▶ [TO BE DONE]: Put the data below into a numbered list, one line per number, and leave out any blank lines.

[BEGIN MATERIAL TO PROCESS]

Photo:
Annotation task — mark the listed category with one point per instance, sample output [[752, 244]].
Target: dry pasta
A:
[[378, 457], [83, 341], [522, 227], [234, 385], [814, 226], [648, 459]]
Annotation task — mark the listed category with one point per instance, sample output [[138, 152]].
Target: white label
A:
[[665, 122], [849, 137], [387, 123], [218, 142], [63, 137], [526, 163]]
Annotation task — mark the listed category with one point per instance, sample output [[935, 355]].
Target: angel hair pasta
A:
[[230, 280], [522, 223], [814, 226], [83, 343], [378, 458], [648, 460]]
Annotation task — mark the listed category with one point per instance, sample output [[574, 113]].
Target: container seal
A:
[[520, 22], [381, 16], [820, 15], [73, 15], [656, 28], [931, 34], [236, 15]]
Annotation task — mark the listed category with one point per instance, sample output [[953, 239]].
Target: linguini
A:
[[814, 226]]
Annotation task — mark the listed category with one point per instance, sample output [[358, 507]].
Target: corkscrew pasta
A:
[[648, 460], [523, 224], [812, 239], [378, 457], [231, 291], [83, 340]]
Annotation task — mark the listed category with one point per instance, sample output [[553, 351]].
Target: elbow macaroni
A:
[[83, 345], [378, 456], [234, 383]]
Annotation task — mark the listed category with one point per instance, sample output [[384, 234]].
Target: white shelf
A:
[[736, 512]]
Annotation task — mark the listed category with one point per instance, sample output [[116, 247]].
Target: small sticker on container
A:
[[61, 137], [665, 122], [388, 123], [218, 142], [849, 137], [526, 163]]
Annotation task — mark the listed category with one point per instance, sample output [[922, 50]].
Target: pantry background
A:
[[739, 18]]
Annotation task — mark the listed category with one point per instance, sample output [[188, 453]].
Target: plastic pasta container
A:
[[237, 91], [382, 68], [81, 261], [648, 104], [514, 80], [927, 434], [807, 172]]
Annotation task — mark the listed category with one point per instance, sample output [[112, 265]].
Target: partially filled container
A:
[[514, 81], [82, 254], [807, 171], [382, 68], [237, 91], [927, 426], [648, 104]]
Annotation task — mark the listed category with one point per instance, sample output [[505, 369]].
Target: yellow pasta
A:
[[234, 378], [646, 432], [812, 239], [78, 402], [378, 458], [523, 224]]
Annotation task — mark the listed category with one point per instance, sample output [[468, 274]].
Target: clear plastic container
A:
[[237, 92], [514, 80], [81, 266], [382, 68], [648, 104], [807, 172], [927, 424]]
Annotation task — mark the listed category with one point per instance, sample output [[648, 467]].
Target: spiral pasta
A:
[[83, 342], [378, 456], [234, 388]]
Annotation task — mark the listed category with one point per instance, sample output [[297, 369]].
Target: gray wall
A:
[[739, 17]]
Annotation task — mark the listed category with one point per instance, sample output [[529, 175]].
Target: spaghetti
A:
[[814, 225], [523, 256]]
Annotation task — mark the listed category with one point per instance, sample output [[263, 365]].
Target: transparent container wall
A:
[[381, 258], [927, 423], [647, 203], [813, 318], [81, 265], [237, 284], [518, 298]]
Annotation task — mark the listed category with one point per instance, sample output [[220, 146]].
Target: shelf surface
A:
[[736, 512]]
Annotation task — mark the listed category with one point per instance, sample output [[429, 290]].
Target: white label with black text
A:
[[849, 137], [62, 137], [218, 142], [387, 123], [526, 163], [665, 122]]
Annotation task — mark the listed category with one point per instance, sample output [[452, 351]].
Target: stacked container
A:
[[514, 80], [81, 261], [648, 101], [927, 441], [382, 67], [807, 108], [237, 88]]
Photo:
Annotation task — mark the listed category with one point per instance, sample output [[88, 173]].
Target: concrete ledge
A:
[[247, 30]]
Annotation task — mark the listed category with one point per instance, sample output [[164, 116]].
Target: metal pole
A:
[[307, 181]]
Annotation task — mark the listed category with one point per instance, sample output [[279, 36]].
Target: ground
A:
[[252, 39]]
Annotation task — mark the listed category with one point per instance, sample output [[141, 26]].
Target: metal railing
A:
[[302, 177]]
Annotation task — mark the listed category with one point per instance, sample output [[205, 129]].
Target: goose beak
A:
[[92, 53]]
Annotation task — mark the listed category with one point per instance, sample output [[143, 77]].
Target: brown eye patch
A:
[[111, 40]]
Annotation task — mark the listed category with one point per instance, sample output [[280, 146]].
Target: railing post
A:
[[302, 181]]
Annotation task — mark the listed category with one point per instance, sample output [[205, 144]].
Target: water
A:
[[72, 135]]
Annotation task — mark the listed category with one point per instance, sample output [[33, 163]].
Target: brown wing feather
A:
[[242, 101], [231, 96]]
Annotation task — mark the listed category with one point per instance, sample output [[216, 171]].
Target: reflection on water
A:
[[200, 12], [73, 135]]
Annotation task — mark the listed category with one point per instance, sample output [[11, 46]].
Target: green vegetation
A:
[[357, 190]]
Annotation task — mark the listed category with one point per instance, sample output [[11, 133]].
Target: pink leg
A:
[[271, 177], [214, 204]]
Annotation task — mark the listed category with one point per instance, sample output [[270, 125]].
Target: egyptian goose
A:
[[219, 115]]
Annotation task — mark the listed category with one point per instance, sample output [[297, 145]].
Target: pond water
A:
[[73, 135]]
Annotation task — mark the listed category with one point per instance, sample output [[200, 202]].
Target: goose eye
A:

[END MATERIAL TO PROCESS]

▶ [PROBLEM SOLUTION]:
1. Photo:
2. Annotation task — mark the listed category with one point per instance, sample output [[752, 244]].
3. Target: dry pasta
4. A:
5. [[378, 457], [83, 341], [522, 227], [234, 385], [814, 226], [648, 459]]
6. Annotation task — mark the listed category with one point per instance, sample output [[138, 152]].
7. Target: white label
8. A:
9. [[665, 122], [849, 137], [387, 123], [218, 142], [63, 137], [526, 163]]
10. Annotation task — mark the listed category with one point per instance, sample output [[935, 355]].
11. Target: angel hair pasta
12. A:
13. [[230, 280], [522, 223], [814, 226], [83, 343], [378, 458], [648, 460]]
14. Annotation task — mark the listed category with one point per instance, sample output [[574, 113]].
15. Target: container seal
16. A:
17. [[520, 22], [381, 16], [820, 15], [73, 15], [656, 28], [931, 34], [236, 15]]
18. Annotation task — mark the listed category with one point per instance, sample output [[953, 239]].
19. Target: linguini
20. A:
21. [[814, 226]]
22. Annotation task — mark the listed category with one point per instance, sample output [[358, 507]].
23. Target: corkscrew pasta
24. A:
25. [[648, 460], [523, 224], [812, 239], [378, 457], [231, 291], [83, 340]]
26. Annotation task — mark the listed category with one point per instance, sample output [[553, 351]].
27. Target: elbow macaroni
28. A:
29. [[83, 345], [378, 456], [234, 383]]
30. Annotation task — mark the listed category with one point per instance, sample output [[384, 234]].
31. Target: white shelf
32. A:
33. [[736, 512]]
34. Annotation task — mark the listed category with one point per instance, sample output [[116, 247]].
35. Target: small sticker on container
36. A:
37. [[61, 137], [665, 122], [388, 123], [218, 142], [849, 137], [526, 163]]
38. Annotation task — mark the listed category with one point per instance, sample output [[922, 50]].
39. Target: pantry background
40. A:
41. [[739, 18]]
42. Annotation task — mark the listed category with one point per instance, sample output [[188, 453]].
43. Target: plastic pasta container
44. A:
45. [[237, 91], [382, 68], [81, 261], [648, 104], [514, 80], [927, 434], [807, 172]]
46. Annotation task — mark the listed category with one point per instance, sample output [[112, 265]].
47. Target: partially filled container
48. A:
49. [[514, 81], [82, 254], [807, 171], [382, 68], [237, 91], [927, 426], [648, 104]]
50. Annotation task — mark the listed category with one point per instance, sample output [[505, 369]].
51. Target: yellow pasta
52. A:
53. [[234, 378], [646, 432], [812, 239], [78, 402], [378, 458], [523, 224]]
54. Annotation task — mark the listed category with one point per instance, sample output [[468, 274]].
55. Target: clear plastic container
56. A:
57. [[237, 92], [514, 80], [81, 266], [382, 68], [648, 104], [807, 172], [927, 424]]
58. Annotation task — mark the listed category with one point per instance, sample output [[648, 467]].
59. Target: spiral pasta
60. A:
61. [[83, 342], [378, 456], [234, 388]]
62. Annotation task — mark the listed category with one point per instance, sample output [[297, 369]].
63. Target: gray wall
64. A:
65. [[739, 17]]
66. Annotation task — mark the listed category with one point per instance, sample output [[529, 175]].
67. Target: spaghetti
68. A:
69. [[814, 225], [523, 256]]
70. Annotation task — mark the listed category with one point per instance, sample output [[263, 365]].
71. Target: transparent container wall
72. A:
73. [[381, 258], [927, 423], [647, 203], [813, 318], [81, 265], [237, 284], [518, 298]]
74. Annotation task — mark the listed category with one point per instance, sample output [[220, 146]].
75. Target: shelf surface
76. A:
77. [[736, 512]]
78. Annotation task — mark the listed category with one point per instance, sample output [[429, 290]].
79. Target: white label with black text
80. A:
81. [[849, 137], [62, 137], [218, 142], [387, 123], [526, 163], [665, 122]]
82. Annotation task — mark the listed category with one point per instance, sample output [[452, 351]].
83. Target: stacked container
84. A:
85. [[514, 80], [81, 261], [648, 101], [927, 441], [382, 67], [807, 108], [237, 88]]
86. Photo:
87. Annotation task — mark the listed category with one point per instance, sample output [[88, 173]].
88. Target: concrete ledge
89. A:
90. [[247, 30]]
91. Annotation task — mark the listed category with one point per instance, sample output [[164, 116]].
92. Target: metal pole
93. A:
94. [[307, 181]]
95. Annotation task — mark the listed category with one point per instance, sample output [[279, 36]].
96. Target: ground
97. A:
98. [[252, 39]]
99. Annotation task — mark the listed category with one point per instance, sample output [[141, 26]].
100. Target: metal railing
101. A:
102. [[302, 177]]
103. Annotation task — mark the listed category with one point per instance, sample output [[205, 129]].
104. Target: goose beak
105. A:
106. [[92, 53]]
107. Annotation task — mark the listed category with one point per instance, sample output [[143, 77]].
108. Target: brown eye patch
109. A:
110. [[111, 40]]
111. Annotation task — mark the listed category with one point per instance, sample output [[280, 146]].
112. Target: railing post
113. A:
114. [[302, 181]]
115. Annotation task — mark the listed category with one point per instance, sample output [[205, 144]].
116. Target: water
117. A:
118. [[72, 135]]
119. Annotation task — mark the listed category with one point per instance, sample output [[33, 163]].
120. Target: brown wing feather
121. A:
122. [[242, 101], [231, 96]]
123. Annotation task — mark the listed category with one point per instance, sample output [[216, 171]].
124. Target: reflection on water
125. A:
126. [[200, 12], [73, 135]]
127. Annotation task — mark the listed category with one point per instance, sample output [[11, 46]].
128. Target: green vegetation
129. A:
130. [[357, 190]]
131. Annotation task — mark the listed category with one point per instance, sample output [[11, 133]].
132. Target: pink leg
133. A:
134. [[271, 177], [214, 204]]
135. Annotation task — mark the listed category with one point per instance, sample output [[270, 125]].
136. Target: egyptian goose
137. A:
138. [[219, 115]]
139. Annotation task — mark the listed category with one point per instance, sample output [[297, 145]].
140. Target: pond water
141. A:
142. [[73, 135]]
143. Annotation task — mark the listed category with one point per instance, sample output [[200, 202]].
144. Target: goose eye
145. A:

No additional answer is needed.